Named object pointing entries:
════

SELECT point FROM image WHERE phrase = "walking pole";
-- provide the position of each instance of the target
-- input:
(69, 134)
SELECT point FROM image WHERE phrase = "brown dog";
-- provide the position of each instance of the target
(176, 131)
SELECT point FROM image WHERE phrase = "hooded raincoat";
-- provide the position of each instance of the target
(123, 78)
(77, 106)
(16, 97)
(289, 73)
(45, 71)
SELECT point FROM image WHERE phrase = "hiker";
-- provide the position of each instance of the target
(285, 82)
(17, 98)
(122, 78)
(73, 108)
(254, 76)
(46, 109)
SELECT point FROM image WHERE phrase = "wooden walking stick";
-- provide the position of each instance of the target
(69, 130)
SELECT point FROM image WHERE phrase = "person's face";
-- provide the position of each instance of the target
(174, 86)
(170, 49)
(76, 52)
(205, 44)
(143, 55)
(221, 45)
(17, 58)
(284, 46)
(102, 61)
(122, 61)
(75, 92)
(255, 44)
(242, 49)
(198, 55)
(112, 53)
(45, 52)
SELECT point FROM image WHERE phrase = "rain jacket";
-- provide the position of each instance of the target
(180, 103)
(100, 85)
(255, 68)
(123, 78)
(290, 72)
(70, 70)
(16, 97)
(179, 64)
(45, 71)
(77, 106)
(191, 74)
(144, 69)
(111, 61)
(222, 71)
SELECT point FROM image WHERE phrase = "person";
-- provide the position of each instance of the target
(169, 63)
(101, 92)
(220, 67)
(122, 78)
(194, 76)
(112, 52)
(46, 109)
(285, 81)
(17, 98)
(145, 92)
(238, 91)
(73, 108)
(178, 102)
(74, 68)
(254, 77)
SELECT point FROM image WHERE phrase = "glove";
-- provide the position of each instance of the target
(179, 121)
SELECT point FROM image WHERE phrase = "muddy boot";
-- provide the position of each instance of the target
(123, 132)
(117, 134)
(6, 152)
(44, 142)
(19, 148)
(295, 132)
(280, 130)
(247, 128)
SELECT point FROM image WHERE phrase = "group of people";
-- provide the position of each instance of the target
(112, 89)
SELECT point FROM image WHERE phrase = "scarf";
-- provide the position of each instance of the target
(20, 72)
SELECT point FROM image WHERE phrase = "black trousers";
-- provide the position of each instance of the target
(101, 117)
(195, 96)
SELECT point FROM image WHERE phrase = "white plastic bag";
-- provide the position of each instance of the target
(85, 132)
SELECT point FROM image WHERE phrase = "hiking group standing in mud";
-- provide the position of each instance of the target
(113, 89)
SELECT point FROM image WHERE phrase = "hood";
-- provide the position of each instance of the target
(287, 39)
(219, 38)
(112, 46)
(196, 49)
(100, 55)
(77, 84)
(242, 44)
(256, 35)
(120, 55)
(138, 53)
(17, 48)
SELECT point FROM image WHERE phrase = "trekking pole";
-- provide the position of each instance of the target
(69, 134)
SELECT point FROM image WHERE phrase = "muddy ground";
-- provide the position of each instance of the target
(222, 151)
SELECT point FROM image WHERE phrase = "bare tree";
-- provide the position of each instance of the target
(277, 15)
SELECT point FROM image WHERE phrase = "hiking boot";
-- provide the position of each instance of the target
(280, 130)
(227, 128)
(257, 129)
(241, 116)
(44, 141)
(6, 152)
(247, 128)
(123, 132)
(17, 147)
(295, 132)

════

Written request: Transcribe every entry verbatim.

Correct response:
SELECT point FROM image WHERE phrase = "walking pole";
-- provide the position of each instance of the target
-- input:
(69, 134)
SELECT point FROM image WHERE phrase = "brown dog";
-- provide the position of each instance of the target
(176, 131)
SELECT point FROM image WHERE phrase = "hooded raincoat";
-- provide the position of each instance of the target
(123, 78)
(77, 106)
(16, 97)
(289, 73)
(45, 71)
SELECT point FROM image WHERE phrase = "hiker";
-- provide the position of each instance of the target
(285, 82)
(17, 98)
(122, 78)
(73, 108)
(254, 76)
(46, 109)
SELECT point FROM image WHERE phrase = "wooden walking stick";
-- provide the position of each instance of the target
(69, 130)
SELECT point FROM image WHERE phrase = "person's face";
-- provide the position of each instance of the target
(174, 86)
(170, 49)
(76, 52)
(205, 44)
(143, 55)
(221, 45)
(17, 58)
(284, 46)
(102, 61)
(122, 61)
(75, 92)
(255, 44)
(242, 49)
(198, 55)
(112, 53)
(45, 52)
SELECT point FROM image WHERE phrase = "rain jacket";
-- provide the position of each instance of the target
(180, 103)
(100, 85)
(255, 68)
(123, 78)
(290, 72)
(70, 70)
(16, 97)
(179, 64)
(45, 71)
(77, 106)
(191, 74)
(144, 69)
(111, 61)
(222, 71)
SELECT point FROM image WHERE phrase = "person";
-- provide the position of each instance of the target
(169, 63)
(101, 92)
(220, 67)
(122, 78)
(194, 76)
(112, 52)
(46, 109)
(285, 81)
(17, 98)
(145, 92)
(238, 91)
(73, 108)
(178, 102)
(74, 68)
(254, 77)
SELECT point FROM image WHERE phrase = "glove";
-- provide the position of each instance of the target
(179, 121)
SELECT point FROM image WHERE phrase = "muddy boot";
-- provide the position of each instance of the target
(123, 132)
(117, 134)
(6, 152)
(44, 142)
(19, 148)
(295, 132)
(280, 130)
(247, 128)
SELECT point FROM image WHERE phrase = "group of people";
-- provide the position of each instance of the target
(112, 89)
SELECT point FROM image WHERE phrase = "scarf";
-- provide the position of each instance of the target
(20, 72)
SELECT point FROM image WHERE phrase = "black trousers";
-- provide the position of each instance of the target
(101, 117)
(195, 96)
SELECT point FROM image WHERE phrase = "white plastic bag";
-- provide the position of each instance of the target
(85, 132)
SELECT point FROM image WHERE phrase = "hiking group standing in mud";
-- provide the position of each instance of the target
(113, 89)
SELECT point FROM image WHERE phrase = "hood";
-- provide the position of each instance of the target
(287, 39)
(219, 38)
(112, 46)
(196, 49)
(100, 55)
(77, 84)
(242, 44)
(256, 35)
(120, 55)
(138, 53)
(17, 48)
SELECT point FROM image WHERE phrase = "trekking pole";
-- provide the position of each instance of the target
(69, 134)
SELECT point FROM image WHERE phrase = "muddy ground";
-- provide the position of each instance of the target
(222, 151)
SELECT point FROM image WHERE phrase = "bare tree";
-- provide the position of each instance of the target
(277, 15)
SELECT point FROM image WHERE phrase = "hiking boot";
-- provide the position of each instance of the target
(280, 130)
(227, 128)
(257, 129)
(241, 116)
(44, 141)
(6, 152)
(247, 128)
(123, 132)
(17, 147)
(295, 132)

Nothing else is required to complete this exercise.